INFORMATION GIVEN:
● ● ● ● ●

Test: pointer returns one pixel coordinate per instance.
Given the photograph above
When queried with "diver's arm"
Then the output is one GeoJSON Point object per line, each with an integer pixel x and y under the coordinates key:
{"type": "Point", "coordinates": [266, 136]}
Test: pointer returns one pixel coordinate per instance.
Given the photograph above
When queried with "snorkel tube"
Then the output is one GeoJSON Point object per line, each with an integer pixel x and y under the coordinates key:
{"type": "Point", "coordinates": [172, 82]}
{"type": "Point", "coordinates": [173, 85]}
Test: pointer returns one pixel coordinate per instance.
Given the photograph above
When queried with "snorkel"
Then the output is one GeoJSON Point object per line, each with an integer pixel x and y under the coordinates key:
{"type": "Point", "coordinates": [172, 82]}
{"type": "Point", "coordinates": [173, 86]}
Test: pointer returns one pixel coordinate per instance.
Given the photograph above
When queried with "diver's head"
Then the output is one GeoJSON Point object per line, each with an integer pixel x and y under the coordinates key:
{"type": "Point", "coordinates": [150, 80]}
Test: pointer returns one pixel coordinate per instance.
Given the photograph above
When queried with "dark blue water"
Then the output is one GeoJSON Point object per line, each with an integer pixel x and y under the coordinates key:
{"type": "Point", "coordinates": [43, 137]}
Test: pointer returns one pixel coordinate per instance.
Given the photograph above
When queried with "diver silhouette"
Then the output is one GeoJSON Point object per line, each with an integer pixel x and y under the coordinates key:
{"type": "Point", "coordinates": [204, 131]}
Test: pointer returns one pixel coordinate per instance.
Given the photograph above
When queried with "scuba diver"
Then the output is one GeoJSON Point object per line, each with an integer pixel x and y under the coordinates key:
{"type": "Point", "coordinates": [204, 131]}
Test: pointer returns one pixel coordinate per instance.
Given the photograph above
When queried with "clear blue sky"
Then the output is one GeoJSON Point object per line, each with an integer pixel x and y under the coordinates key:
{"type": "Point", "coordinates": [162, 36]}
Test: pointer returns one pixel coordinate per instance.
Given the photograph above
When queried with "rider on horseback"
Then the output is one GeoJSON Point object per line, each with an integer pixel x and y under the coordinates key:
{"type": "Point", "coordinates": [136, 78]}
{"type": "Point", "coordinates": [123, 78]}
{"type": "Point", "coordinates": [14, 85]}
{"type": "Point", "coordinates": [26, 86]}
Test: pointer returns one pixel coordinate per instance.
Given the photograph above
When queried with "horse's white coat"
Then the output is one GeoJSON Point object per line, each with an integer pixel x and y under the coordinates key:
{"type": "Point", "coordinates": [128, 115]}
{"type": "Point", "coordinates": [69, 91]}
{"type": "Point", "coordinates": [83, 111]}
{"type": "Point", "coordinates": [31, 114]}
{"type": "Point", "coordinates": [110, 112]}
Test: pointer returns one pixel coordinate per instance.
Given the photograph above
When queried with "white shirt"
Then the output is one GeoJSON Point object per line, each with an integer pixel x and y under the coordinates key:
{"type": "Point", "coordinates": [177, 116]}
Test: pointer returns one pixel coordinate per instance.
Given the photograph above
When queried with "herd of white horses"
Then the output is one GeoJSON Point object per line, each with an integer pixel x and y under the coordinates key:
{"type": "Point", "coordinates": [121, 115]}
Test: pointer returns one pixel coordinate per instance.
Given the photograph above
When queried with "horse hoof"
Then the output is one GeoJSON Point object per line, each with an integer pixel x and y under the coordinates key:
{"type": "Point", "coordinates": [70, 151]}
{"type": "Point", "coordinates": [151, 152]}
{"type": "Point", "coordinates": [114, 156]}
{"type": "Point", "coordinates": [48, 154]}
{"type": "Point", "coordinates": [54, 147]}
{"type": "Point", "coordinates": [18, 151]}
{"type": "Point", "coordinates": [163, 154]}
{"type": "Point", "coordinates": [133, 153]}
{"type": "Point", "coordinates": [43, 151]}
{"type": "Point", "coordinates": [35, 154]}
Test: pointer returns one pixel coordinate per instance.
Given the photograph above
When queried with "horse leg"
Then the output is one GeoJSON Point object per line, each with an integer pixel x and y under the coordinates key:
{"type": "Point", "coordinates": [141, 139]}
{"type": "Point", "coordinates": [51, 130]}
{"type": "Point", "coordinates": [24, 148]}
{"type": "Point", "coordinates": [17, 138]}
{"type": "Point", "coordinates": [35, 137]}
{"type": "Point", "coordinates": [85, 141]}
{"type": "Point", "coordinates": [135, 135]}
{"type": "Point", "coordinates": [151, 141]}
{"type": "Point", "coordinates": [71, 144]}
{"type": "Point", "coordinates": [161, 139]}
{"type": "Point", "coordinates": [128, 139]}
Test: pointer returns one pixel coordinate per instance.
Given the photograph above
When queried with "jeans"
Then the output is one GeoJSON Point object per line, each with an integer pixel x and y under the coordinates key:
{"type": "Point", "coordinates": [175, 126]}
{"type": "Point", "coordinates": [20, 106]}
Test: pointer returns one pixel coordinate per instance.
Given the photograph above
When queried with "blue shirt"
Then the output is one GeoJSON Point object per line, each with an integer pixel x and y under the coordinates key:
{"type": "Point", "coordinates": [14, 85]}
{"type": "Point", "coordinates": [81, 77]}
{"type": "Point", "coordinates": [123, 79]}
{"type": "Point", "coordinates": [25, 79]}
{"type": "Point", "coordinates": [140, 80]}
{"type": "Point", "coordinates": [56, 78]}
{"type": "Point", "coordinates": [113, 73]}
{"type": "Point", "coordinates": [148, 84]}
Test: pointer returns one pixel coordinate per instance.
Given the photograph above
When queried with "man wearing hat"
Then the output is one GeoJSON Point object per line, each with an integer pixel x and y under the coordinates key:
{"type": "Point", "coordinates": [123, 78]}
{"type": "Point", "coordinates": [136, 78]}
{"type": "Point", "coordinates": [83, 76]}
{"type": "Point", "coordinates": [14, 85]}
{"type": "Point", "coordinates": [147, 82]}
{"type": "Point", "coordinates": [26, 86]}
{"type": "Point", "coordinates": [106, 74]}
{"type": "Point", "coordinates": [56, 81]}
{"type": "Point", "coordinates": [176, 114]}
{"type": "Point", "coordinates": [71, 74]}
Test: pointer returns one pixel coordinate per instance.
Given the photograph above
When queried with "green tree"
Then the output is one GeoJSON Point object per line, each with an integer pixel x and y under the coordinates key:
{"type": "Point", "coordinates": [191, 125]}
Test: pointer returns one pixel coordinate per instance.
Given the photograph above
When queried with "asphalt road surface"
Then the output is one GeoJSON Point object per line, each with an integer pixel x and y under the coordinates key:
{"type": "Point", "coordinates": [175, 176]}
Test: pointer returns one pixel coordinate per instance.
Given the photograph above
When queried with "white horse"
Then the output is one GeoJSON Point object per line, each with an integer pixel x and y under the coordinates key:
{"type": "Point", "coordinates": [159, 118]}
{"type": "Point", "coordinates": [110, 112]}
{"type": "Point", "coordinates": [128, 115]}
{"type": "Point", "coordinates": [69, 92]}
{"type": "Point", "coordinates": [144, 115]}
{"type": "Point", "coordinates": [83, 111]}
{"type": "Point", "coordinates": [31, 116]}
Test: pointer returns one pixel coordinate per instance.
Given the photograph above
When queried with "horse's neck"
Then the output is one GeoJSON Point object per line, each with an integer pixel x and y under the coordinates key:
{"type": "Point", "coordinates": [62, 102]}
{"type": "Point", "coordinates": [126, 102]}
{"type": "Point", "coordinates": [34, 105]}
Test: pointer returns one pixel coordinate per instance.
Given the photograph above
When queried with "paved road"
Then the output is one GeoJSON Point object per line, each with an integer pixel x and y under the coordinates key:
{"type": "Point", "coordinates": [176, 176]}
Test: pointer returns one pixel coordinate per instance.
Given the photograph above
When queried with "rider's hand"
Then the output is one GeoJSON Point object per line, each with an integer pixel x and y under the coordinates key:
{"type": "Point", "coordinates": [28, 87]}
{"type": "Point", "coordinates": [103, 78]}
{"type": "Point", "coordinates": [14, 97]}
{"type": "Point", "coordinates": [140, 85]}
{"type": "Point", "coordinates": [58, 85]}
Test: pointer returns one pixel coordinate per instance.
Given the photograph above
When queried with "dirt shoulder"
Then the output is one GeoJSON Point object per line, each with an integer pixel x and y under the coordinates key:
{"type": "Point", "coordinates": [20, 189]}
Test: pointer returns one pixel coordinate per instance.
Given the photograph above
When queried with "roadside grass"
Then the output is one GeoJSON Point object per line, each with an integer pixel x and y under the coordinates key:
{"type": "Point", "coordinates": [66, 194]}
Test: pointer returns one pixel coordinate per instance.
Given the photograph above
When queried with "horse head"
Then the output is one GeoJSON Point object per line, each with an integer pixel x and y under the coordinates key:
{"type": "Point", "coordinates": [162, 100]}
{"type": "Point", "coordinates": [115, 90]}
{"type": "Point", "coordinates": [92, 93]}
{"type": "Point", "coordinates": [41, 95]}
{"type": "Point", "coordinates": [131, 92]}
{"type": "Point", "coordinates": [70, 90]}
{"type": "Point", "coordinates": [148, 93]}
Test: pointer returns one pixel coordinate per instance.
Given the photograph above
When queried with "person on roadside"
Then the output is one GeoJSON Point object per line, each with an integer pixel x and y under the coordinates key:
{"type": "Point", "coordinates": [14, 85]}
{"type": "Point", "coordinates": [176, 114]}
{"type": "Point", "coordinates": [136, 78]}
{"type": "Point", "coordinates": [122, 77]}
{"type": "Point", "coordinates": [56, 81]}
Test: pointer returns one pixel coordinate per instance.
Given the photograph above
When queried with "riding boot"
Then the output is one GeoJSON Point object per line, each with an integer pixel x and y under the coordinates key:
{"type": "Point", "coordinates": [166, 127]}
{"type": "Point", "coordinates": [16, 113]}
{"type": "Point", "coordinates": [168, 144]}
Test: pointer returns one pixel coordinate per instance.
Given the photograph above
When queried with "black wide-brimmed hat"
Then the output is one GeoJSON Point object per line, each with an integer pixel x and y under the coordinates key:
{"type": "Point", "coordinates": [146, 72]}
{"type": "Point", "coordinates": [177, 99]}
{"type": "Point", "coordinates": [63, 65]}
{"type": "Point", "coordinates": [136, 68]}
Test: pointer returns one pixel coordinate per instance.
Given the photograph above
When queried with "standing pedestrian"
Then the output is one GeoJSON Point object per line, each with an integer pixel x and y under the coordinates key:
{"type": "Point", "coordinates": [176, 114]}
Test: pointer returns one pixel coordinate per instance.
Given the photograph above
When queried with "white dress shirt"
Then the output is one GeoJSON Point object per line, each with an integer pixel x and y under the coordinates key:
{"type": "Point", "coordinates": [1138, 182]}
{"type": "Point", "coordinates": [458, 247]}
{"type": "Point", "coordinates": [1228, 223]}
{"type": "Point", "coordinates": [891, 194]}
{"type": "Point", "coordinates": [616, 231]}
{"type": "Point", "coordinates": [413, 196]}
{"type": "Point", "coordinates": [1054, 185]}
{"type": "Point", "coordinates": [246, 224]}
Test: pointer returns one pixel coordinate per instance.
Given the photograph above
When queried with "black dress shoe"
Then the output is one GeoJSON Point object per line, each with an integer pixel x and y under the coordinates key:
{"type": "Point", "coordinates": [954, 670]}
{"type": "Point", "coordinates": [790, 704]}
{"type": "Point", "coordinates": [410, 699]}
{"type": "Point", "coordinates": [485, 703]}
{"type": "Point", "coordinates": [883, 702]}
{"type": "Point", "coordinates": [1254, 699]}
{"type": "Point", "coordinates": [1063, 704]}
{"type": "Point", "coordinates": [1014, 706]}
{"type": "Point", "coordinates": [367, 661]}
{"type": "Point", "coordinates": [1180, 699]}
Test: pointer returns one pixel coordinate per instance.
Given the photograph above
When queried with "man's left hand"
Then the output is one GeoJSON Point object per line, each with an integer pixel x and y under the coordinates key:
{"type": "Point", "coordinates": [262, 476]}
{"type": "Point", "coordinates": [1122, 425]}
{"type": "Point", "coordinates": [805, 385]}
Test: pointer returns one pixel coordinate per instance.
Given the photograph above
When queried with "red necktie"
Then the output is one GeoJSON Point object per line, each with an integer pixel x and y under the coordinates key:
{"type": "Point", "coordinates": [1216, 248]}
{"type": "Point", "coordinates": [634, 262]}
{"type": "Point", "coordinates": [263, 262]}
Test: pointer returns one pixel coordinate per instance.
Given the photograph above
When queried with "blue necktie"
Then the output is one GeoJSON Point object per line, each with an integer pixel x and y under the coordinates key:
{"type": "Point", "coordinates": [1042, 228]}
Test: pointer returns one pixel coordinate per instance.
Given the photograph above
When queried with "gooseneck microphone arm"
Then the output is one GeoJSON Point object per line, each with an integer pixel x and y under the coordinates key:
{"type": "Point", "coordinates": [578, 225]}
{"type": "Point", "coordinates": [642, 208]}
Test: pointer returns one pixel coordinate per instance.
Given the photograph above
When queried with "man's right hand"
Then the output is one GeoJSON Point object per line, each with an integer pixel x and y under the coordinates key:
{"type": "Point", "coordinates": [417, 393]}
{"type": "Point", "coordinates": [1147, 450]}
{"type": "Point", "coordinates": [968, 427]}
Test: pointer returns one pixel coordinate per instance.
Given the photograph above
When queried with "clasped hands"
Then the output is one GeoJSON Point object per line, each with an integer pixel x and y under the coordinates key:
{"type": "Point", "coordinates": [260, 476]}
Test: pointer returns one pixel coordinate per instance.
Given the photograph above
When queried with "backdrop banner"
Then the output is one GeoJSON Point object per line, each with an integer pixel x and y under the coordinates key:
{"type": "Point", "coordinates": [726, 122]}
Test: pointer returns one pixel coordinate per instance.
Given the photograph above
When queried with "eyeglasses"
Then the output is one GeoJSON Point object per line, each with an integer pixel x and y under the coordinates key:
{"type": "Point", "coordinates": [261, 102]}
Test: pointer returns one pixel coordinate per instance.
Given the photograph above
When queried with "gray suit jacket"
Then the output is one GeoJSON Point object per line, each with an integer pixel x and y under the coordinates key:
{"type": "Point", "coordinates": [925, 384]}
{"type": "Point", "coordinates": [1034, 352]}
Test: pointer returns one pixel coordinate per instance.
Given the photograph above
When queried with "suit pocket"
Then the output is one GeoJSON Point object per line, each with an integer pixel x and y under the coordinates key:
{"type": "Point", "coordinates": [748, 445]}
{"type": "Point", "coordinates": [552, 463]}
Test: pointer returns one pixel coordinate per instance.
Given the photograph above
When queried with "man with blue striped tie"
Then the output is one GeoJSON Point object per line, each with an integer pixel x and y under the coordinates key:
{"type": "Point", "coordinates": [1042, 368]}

● ● ● ● ●

TASK STATEMENT:
If the word "necktie" is on a line above, return that line.

ANSWER SECTION:
When queried with "red necktie"
When queried with "blue necktie"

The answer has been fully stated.